RECORDED INFORMATION>

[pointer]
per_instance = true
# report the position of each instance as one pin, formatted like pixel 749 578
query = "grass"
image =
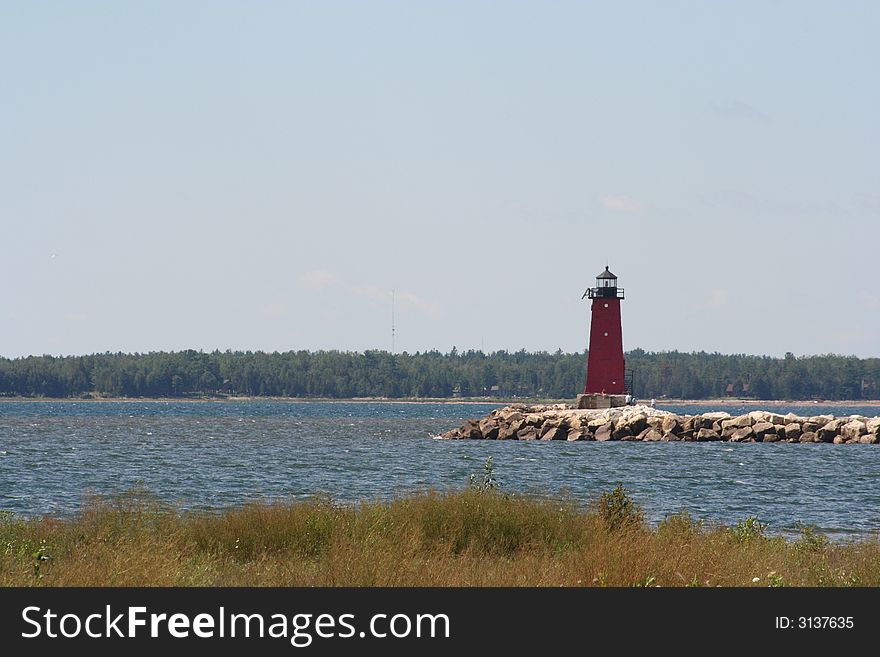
pixel 476 537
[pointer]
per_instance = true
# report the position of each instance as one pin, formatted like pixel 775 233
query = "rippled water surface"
pixel 217 454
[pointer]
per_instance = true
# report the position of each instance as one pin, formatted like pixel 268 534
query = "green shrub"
pixel 618 511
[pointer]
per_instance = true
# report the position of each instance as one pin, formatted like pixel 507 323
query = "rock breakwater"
pixel 643 423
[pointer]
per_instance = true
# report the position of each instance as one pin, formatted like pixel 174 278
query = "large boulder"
pixel 471 430
pixel 738 422
pixel 603 433
pixel 809 437
pixel 830 431
pixel 636 423
pixel 595 424
pixel 704 435
pixel 489 428
pixel 509 416
pixel 743 435
pixel 555 433
pixel 854 430
pixel 535 419
pixel 671 424
pixel 793 431
pixel 774 436
pixel 549 424
pixel 763 429
pixel 508 431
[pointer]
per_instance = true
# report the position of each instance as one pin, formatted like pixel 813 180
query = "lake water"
pixel 206 455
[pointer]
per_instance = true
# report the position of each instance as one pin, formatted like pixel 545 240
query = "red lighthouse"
pixel 606 371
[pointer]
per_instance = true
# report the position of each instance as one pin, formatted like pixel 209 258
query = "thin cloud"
pixel 738 109
pixel 402 298
pixel 273 310
pixel 718 299
pixel 621 204
pixel 318 279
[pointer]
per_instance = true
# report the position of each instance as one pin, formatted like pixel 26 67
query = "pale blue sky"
pixel 261 175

WHAT YOU ARE ASKED TO DO> Give the data above again in full and unchanged, skipping the pictures.

IN RESPONSE>
[pointer]
per_instance = true
# report the position of each instance as one pin, formatted like pixel 749 578
query = "grass"
image =
pixel 476 537
[pointer]
per_instance = true
# report the position of each instance as one pin, formatted like pixel 775 233
query = "rippled water surface"
pixel 217 454
[pointer]
per_instance = true
# report the position of each instance as one pin, formatted like pixel 268 534
query = "green shrub"
pixel 618 511
[pointer]
per_instance = true
# report the position of each instance as one pin, formatted like pixel 507 323
query = "rock breakwater"
pixel 643 423
[pointer]
per_instance = true
# report the position of each instance as one pin, formatted like pixel 174 278
query = "large boulder"
pixel 471 430
pixel 738 422
pixel 603 433
pixel 809 437
pixel 830 431
pixel 636 423
pixel 595 424
pixel 704 435
pixel 489 428
pixel 509 416
pixel 743 435
pixel 555 433
pixel 854 430
pixel 535 419
pixel 671 424
pixel 793 431
pixel 774 436
pixel 549 424
pixel 763 429
pixel 508 431
[pointer]
per_instance = true
# report the position of each instance as one pin, formatted like pixel 813 180
query = "lake water"
pixel 206 455
[pointer]
per_instance = true
# report the position of each instance as one pin, formatted like pixel 545 240
query = "red lighthouse"
pixel 606 371
[pointer]
per_instance = true
# report the position of each instance as one pin, formatted like pixel 209 258
query = "thin cloud"
pixel 738 109
pixel 402 298
pixel 273 310
pixel 718 299
pixel 621 204
pixel 318 279
[pointer]
per_instance = true
# report the position of each instance as one pin, formatted like pixel 26 67
query = "pale blue sky"
pixel 261 175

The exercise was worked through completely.